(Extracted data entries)
◇ ◇ ◇ ◇ ◇ ◇ ◇
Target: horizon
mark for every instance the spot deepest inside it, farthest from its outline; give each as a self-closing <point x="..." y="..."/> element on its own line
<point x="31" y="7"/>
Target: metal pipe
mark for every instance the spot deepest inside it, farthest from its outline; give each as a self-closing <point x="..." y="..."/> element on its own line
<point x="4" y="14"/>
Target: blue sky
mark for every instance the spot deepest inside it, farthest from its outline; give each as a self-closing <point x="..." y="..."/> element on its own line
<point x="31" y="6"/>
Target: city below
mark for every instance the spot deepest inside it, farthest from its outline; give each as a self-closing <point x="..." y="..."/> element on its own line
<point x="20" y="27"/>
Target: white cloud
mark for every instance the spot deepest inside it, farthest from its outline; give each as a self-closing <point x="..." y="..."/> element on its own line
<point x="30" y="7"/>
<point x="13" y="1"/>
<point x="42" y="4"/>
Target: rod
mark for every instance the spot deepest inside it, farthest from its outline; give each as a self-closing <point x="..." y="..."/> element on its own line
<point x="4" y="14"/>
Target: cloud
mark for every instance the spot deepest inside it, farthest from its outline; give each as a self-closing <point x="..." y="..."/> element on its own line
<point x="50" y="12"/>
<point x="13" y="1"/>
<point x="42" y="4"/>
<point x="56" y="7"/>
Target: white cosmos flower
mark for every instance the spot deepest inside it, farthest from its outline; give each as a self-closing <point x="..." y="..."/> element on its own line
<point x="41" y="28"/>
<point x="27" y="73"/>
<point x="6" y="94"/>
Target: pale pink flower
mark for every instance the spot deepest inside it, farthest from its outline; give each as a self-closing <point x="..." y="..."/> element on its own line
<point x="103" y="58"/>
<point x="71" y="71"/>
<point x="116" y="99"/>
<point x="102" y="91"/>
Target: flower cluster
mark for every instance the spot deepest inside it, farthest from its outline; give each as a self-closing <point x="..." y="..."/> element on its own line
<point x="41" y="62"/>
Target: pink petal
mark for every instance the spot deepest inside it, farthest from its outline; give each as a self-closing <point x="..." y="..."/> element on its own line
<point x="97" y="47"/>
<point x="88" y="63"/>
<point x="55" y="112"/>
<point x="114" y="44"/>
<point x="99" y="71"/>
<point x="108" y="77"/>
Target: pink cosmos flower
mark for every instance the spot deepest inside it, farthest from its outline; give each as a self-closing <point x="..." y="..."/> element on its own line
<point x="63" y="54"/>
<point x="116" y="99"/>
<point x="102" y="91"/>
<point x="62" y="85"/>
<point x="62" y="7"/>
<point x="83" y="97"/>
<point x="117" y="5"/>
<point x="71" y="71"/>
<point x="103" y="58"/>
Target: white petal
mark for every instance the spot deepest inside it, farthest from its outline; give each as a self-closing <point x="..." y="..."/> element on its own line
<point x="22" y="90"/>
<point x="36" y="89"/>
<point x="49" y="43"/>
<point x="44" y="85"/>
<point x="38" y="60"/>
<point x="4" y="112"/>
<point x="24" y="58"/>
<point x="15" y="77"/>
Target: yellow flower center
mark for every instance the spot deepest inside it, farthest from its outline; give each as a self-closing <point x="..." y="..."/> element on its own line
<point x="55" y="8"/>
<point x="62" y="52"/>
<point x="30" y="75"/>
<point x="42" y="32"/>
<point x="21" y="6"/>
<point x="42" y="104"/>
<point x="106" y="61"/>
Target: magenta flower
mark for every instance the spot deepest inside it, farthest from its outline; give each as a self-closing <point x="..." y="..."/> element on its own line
◇ ◇ ◇ ◇ ◇ ◇ ◇
Can you restate every record above word for word?

Target: horizon
mark for every instance the spot deepest inside it, farthest from its outline; give each as a self-closing <point x="..." y="..."/> element on its own line
<point x="31" y="7"/>
Target: metal pipe
mark for every instance the spot deepest inside it, farthest from its outline; give each as a self-closing <point x="..." y="..."/> element on its own line
<point x="4" y="14"/>
Target: blue sky
mark for every instance the spot deepest inside it, farthest from its outline; give each as a self-closing <point x="..." y="..."/> element on its own line
<point x="31" y="6"/>
Target: city below
mark for every instance the spot deepest inside it, farthest from its outline; give each as a self-closing <point x="..." y="..."/> element on its own line
<point x="20" y="27"/>
Target: white cloud
mark for every instance the spot deepest inside it, farthest from its outline; give each as a self-closing <point x="..." y="..."/> element on its own line
<point x="30" y="7"/>
<point x="13" y="1"/>
<point x="42" y="4"/>
Target: rod
mark for every instance the spot deepest inside it, farthest from its outline; give each as a self-closing <point x="..." y="..."/> element on its own line
<point x="4" y="14"/>
Target: cloud
mark for every instance the spot deepest inside it, farthest from its outline; give each as a self-closing <point x="..." y="..."/> element on its own line
<point x="50" y="12"/>
<point x="13" y="1"/>
<point x="42" y="4"/>
<point x="56" y="7"/>
Target: white cosmos flower
mark for every instance the spot deepest inside it, farthest from its outline; give each as a self-closing <point x="..." y="..."/> element on its own line
<point x="41" y="28"/>
<point x="27" y="73"/>
<point x="6" y="94"/>
Target: pale pink flower
mark for every instance the spot deepest inside it, farthest from its outline; give each as a self-closing <point x="..." y="..."/> element on its own line
<point x="103" y="58"/>
<point x="71" y="71"/>
<point x="116" y="99"/>
<point x="102" y="91"/>
Target: flower cluster
mark for every instance the spot deepest inside it, farthest from its outline; give each as a self-closing <point x="..." y="..."/> element on its own line
<point x="41" y="62"/>
Target: pink petal
mark for every instance the spot deepest inside it, farthest from its outline; give each as a self-closing <point x="..." y="..."/> element on its own line
<point x="97" y="47"/>
<point x="88" y="63"/>
<point x="55" y="112"/>
<point x="114" y="44"/>
<point x="99" y="71"/>
<point x="108" y="77"/>
Target: pink cosmos flower
mark for every instance the spot deepest inside it, farthest from its outline; give each as a self-closing <point x="..." y="..."/> element on its own line
<point x="63" y="54"/>
<point x="116" y="99"/>
<point x="102" y="91"/>
<point x="62" y="85"/>
<point x="62" y="7"/>
<point x="83" y="97"/>
<point x="117" y="5"/>
<point x="71" y="71"/>
<point x="103" y="58"/>
Target: white petal
mark for every instance the spot deepest inside it, farthest from its outline; give each as a self-closing <point x="..." y="..."/> element on its own line
<point x="22" y="90"/>
<point x="36" y="89"/>
<point x="49" y="43"/>
<point x="44" y="85"/>
<point x="38" y="60"/>
<point x="4" y="112"/>
<point x="24" y="58"/>
<point x="15" y="77"/>
Target: yellow flower center
mark for every instance the spot deepest inside it, farthest from its outline; give each as a self-closing <point x="..." y="..."/> element on its own line
<point x="55" y="8"/>
<point x="62" y="52"/>
<point x="30" y="75"/>
<point x="42" y="32"/>
<point x="21" y="6"/>
<point x="42" y="104"/>
<point x="106" y="61"/>
Target: magenta flower
mark for every instance the spot deepest inside it, farthest from its outline; give each as a self-closing <point x="..." y="..."/> element on its own line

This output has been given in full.